### [TASK 1]
Using the plot summary about Jim, Buzz and the car duel, decide whether each statement agrees with it: (a) Buzz dies because his sleeve catches on the door handle. (b) Jim's father urges him to admit his part in the crash. (c) Judy is the one who told Jim about the abandoned house. For each, answer yes or no and quote the words of the summary that decide it.
### [TASK 2]
Continue the plot summary about Jim, Buzz and the car duel from where it stops.

### [QUOTED PASSAGE]
------------------------------------------------------------

Buzz and his gangsters steal two cars for the duel and several Dawson High students gather to watch the race. Jim and Buzz both fearlessly drive toward the edge of the cliff and Jim jumps out at the last possible instant while Buzz’s sleeve is caught on the door handle and he plunges to his death.
Jim looks in horror at the death and wreckage and the other shocked teens flee the scene. Jim drives Judy and Plato home and then returns to his parents to confess his involvement in the accident which has now made the news.
Jim grabs his father and threatens him when his father advises him not to admit his involvement in the fatal car crash. He leaves home and soon finds Judy, who agrees to go live with him in a nearby large abandoned house that Plato has told them about.

------------------------------------------------------------

### [SUPPLIED RECORDS]
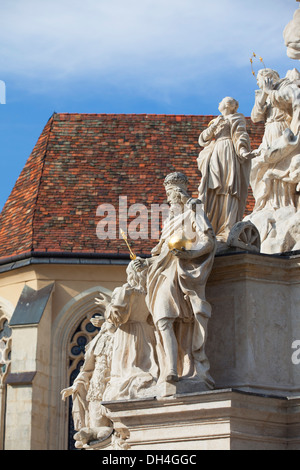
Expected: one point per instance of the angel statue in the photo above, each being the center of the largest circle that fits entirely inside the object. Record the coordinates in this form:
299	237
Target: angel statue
225	167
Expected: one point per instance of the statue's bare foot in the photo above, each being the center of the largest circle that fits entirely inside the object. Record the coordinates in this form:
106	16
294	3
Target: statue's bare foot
104	432
172	376
83	437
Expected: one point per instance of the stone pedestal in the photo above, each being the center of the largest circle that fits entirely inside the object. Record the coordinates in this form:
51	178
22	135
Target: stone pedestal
256	401
219	420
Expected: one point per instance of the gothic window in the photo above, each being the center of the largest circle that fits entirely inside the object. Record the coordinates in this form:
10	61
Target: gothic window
5	348
5	359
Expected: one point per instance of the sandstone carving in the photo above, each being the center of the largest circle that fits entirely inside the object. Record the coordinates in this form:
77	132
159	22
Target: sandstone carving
291	36
225	167
275	175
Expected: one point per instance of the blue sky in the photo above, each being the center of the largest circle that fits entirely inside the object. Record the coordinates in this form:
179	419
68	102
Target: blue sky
133	56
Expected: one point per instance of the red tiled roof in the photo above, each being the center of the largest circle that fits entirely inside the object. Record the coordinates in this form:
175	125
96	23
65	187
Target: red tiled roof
83	160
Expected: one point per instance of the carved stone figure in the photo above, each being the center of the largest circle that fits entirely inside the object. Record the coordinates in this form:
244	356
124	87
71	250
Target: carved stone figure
87	390
291	36
225	167
177	273
275	175
134	368
119	363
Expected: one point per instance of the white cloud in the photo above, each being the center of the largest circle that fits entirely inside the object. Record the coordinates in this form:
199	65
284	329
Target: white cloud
163	41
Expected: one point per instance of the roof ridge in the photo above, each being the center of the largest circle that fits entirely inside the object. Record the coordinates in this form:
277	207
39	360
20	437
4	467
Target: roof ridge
50	123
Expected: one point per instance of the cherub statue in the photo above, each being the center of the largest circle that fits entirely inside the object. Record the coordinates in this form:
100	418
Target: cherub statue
225	167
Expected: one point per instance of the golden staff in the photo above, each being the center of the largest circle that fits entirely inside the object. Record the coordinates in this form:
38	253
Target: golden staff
132	255
261	60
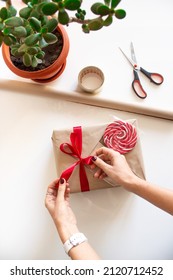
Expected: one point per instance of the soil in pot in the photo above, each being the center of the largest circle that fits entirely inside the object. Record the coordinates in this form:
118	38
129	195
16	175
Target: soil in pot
52	52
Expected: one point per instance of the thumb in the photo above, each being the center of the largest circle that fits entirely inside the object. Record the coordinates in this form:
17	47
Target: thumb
101	164
61	189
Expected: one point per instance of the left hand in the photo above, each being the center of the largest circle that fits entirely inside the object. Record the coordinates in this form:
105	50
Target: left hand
57	203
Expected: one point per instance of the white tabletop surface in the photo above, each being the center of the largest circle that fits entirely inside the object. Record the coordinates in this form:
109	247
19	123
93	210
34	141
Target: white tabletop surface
118	224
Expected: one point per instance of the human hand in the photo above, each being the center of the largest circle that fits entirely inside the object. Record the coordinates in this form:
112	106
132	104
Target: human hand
114	165
57	203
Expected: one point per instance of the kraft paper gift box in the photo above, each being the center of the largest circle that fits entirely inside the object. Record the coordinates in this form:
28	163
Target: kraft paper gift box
91	141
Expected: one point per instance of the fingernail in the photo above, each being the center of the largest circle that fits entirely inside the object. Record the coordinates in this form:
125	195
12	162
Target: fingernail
62	181
94	158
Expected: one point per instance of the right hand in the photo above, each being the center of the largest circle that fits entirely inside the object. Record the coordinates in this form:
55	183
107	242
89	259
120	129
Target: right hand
114	165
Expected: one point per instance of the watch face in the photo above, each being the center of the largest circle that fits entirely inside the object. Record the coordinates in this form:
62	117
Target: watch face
75	240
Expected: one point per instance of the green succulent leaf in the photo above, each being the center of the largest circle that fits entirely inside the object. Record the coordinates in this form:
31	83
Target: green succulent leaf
40	55
35	24
12	11
1	26
50	38
108	21
120	14
8	40
35	14
107	2
32	39
27	59
25	12
4	13
14	21
7	31
95	7
34	62
19	32
32	50
1	40
28	30
23	48
51	24
96	24
72	4
103	10
115	3
63	17
42	43
85	28
50	8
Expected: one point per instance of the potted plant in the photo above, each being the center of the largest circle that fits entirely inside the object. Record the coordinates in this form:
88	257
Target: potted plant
35	44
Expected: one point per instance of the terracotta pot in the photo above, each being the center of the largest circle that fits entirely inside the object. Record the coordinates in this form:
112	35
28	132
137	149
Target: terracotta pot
45	75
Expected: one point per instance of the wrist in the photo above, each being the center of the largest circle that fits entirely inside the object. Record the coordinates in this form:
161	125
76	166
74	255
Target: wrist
65	231
133	183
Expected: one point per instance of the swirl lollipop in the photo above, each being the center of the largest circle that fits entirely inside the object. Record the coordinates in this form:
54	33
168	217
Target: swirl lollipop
120	136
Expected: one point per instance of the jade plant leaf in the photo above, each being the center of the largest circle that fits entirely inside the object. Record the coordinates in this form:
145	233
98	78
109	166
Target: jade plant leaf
94	8
32	50
103	10
25	12
50	8
3	13
120	14
19	32
108	21
40	55
12	11
100	9
1	40
32	39
27	59
1	26
63	17
96	24
51	24
107	2
8	40
35	24
14	21
72	4
50	38
115	3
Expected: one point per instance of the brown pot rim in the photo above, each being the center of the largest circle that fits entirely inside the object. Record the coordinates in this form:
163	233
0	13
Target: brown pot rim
49	71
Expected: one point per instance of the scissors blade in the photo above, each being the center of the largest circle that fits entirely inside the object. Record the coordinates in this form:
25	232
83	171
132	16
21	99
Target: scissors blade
128	58
133	53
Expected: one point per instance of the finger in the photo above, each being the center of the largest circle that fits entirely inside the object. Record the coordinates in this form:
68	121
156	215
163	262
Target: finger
61	189
98	173
101	164
103	175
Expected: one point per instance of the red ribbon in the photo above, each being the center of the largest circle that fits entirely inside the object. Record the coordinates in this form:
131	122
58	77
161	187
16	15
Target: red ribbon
75	150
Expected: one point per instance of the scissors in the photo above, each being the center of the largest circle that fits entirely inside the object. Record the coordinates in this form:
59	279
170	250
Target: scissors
136	84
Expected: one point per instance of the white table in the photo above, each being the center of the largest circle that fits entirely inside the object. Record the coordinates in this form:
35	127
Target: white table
29	113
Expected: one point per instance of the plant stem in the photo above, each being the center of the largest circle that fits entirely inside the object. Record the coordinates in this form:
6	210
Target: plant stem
85	21
8	3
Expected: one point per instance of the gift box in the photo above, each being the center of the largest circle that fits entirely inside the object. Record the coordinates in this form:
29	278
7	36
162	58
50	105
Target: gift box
74	147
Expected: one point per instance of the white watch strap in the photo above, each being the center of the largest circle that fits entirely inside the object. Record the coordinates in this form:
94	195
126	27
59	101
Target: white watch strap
73	241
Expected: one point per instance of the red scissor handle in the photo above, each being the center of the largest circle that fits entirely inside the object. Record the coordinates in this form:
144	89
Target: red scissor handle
137	87
154	77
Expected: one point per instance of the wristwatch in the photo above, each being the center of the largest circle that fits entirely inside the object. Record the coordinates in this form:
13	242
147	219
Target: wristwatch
73	241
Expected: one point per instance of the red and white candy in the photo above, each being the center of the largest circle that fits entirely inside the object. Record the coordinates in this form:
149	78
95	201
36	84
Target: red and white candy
120	136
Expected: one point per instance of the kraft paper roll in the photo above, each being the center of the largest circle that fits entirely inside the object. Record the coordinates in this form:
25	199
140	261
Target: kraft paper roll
100	101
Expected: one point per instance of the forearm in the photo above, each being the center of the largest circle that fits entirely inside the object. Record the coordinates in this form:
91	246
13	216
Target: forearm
160	197
82	251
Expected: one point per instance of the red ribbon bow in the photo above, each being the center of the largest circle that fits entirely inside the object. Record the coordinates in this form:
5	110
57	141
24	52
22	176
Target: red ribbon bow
75	150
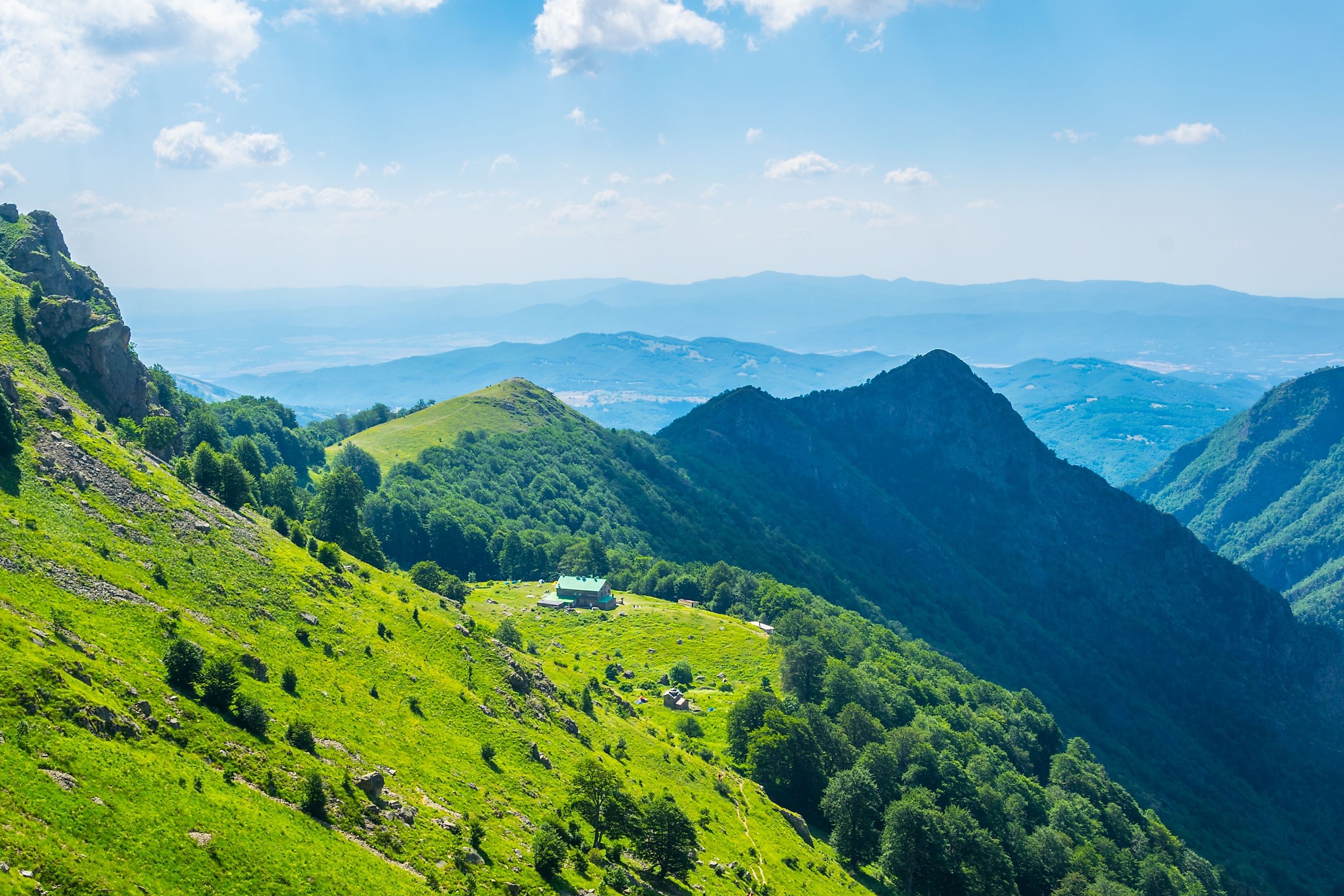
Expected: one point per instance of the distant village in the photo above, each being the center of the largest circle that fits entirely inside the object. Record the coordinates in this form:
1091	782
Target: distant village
591	593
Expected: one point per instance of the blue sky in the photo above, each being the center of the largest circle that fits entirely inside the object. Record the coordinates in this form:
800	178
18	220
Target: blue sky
260	143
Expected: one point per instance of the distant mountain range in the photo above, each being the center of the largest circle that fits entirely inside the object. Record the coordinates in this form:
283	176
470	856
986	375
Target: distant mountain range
1159	325
1268	491
1116	419
624	381
922	493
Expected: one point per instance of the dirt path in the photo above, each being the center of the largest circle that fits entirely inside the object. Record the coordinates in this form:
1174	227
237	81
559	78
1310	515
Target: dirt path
748	831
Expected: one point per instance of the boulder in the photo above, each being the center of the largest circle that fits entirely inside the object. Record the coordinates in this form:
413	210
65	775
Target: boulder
797	823
371	783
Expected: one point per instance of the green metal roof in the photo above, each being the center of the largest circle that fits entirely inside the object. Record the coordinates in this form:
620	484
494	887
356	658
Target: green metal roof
581	583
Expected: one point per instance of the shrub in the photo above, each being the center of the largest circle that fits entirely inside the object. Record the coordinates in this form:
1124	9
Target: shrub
252	716
300	735
690	726
219	683
328	554
616	879
509	633
547	851
312	796
185	663
682	674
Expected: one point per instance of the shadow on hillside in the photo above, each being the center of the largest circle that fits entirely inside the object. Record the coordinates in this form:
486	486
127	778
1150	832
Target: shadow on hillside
10	478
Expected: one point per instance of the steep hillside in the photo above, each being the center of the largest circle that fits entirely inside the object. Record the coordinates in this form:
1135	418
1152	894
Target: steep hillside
924	497
1037	573
1268	491
355	734
513	406
1116	419
334	742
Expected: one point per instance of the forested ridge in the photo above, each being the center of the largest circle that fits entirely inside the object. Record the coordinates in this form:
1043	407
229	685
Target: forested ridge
259	625
1265	491
1028	570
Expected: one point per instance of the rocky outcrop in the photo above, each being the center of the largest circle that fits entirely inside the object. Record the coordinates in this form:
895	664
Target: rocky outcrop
93	356
78	321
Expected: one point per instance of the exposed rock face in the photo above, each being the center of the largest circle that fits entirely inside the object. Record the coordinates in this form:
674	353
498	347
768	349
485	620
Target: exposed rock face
371	785
80	323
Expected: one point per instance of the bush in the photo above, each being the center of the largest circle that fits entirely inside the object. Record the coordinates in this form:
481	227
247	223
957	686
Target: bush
690	726
185	663
219	683
509	633
312	796
682	674
616	879
547	851
300	735
252	716
328	554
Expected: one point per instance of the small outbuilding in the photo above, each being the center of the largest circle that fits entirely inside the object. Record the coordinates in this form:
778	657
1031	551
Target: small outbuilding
585	592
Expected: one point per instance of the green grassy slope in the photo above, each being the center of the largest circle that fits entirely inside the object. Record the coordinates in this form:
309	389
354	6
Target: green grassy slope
513	406
1027	570
105	556
1268	491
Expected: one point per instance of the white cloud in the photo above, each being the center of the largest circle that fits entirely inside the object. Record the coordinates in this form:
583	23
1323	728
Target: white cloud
359	7
873	214
226	83
1183	133
589	211
910	176
581	120
1069	135
64	61
89	205
875	43
9	174
286	198
191	146
781	15
572	32
809	164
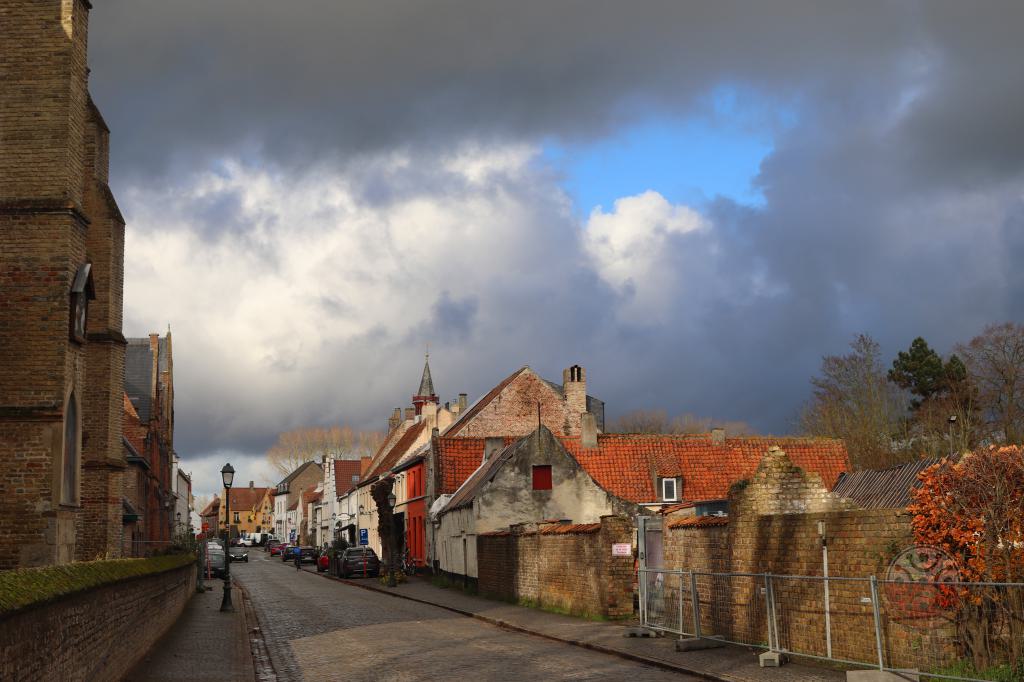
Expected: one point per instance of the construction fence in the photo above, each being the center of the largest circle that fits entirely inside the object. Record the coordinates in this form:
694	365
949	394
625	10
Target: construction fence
953	631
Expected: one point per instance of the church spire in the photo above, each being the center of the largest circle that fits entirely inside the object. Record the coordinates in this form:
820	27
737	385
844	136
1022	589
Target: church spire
426	392
426	383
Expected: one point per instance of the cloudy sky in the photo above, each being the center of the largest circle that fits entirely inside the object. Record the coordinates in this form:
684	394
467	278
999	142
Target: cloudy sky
694	201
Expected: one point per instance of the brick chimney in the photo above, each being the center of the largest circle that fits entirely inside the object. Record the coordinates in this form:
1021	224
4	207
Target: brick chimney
574	389
588	430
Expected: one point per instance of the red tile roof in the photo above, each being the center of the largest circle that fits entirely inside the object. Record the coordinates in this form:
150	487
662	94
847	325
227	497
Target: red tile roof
459	458
698	521
344	470
628	464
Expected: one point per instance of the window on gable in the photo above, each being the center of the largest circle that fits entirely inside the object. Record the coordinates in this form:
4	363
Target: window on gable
669	492
542	477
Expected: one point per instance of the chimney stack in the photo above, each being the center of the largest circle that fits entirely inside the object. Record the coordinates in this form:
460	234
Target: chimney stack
588	430
574	390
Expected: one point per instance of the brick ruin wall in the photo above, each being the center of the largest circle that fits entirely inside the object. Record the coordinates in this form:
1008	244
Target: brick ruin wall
573	572
861	543
96	635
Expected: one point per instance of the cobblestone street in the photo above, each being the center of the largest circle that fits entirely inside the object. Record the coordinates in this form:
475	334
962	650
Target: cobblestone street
318	629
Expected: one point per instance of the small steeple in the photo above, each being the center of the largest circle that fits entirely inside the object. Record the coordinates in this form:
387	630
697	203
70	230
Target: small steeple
426	383
426	392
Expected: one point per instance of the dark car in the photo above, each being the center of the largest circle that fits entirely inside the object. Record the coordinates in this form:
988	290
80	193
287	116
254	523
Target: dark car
359	562
215	560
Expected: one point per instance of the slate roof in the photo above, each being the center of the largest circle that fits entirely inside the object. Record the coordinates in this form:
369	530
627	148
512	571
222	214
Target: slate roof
138	376
628	464
247	498
484	472
385	460
883	488
346	474
459	458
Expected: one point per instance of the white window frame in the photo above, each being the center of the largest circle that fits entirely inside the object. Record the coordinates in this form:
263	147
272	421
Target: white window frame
675	489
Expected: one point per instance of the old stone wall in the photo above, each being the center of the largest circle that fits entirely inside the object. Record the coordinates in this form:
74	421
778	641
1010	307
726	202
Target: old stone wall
94	635
561	567
860	544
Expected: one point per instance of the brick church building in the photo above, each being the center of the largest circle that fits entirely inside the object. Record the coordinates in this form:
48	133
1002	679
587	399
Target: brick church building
61	271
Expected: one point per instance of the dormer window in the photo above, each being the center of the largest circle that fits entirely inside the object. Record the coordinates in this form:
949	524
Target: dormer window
670	489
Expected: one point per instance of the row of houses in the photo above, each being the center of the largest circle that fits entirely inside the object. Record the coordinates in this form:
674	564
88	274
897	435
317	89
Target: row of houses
528	451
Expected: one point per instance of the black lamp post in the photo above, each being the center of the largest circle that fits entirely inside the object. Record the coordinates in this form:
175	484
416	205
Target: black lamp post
391	544
227	476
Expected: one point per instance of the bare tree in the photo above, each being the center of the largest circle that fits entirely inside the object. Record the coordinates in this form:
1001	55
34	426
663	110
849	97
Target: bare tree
656	421
995	364
310	442
853	400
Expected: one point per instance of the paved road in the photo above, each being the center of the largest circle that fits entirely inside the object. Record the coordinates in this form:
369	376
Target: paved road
318	629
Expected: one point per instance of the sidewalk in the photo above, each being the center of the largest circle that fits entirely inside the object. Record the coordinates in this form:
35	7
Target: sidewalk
729	664
203	644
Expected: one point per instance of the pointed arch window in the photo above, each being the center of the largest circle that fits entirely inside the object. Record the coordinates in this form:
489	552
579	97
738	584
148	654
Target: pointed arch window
69	486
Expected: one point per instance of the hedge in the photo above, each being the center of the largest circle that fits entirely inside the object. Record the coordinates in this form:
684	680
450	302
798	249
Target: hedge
26	587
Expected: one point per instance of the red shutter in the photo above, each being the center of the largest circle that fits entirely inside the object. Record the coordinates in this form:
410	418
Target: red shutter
542	477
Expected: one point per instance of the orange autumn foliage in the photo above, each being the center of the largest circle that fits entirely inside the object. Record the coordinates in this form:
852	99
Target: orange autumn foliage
974	510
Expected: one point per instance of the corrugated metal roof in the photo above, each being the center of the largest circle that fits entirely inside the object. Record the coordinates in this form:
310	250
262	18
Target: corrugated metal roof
883	488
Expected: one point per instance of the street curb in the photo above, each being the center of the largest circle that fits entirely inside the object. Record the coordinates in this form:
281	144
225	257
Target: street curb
505	625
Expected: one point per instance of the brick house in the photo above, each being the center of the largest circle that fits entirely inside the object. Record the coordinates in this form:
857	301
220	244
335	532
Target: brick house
597	474
244	506
532	480
286	498
61	454
148	426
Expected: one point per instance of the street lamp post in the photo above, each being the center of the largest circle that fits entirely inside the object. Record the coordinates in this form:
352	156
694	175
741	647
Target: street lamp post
227	476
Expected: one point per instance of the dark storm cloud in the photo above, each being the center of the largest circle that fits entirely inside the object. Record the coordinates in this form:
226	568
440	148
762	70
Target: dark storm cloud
892	203
190	79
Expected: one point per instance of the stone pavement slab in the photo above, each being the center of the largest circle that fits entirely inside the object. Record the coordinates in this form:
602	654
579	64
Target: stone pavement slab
730	664
203	645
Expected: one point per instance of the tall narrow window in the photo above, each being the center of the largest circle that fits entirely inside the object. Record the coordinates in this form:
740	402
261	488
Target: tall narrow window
542	477
69	491
669	489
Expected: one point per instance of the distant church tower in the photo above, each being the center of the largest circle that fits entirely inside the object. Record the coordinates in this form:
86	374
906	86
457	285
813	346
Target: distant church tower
426	392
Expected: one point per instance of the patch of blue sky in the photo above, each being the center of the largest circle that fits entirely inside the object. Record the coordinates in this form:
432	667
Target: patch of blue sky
688	161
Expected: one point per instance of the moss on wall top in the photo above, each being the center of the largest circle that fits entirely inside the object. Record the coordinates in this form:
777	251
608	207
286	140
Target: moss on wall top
27	587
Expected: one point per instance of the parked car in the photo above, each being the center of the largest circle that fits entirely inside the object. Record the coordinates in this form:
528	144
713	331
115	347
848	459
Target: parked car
215	559
359	561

------------------------------------------------------------

### [ANSWER SPACE 1]
(a) Yes: "Buzz’s sleeve is caught on the door handle and he plunges to his death"
(b) No: "his father advises him not to admit his involvement in the fatal car crash"
(c) No: "a nearby large abandoned house that Plato has told them about"

### [ANSWER SPACE 2]
Police release Buzz’s gang members, Moose, Crunch, and Goon (Dennis Hopper), who soon track down Plato, accuse him of ratting to the police, and then extract Jim’s address from him. The gang then goes and strings a live chicken above Jim’s front door, attempts to find his whereabouts from Frank, and are refused.
Plato finds Jim and Judy in the large old house and fantasizes about living with the two of them as a family. He brings his mother’s gun with him for protection. When Moose, Crunch and Goon track down the three of them and threaten them, Plato shoots Moose and flees to a nearby observatory.
Police are called to the scene and corner Plato. Jim urges them not to molest Plato, and gives him his red jacket in exchange for the gun. He secretly removes the bullets from the gun and returns to the police who, unaware that Plato’s gun has no ammunition, fatally shoot him when he bolts out of the observatory and charges at them.
Jim’s father arrives on the scene and promises to be a man for his son. Judy and Jim, now a couple, grieve over the loss of Plato.
While Rebel Without a Cause seems tame by contemporary standards, both as a realistic view of juvenile delinquency as we know and see it today and as a study in violence and family conflict, it was revolutionary for its time and was actually censored and given an X-rating in the UK and New Zealand.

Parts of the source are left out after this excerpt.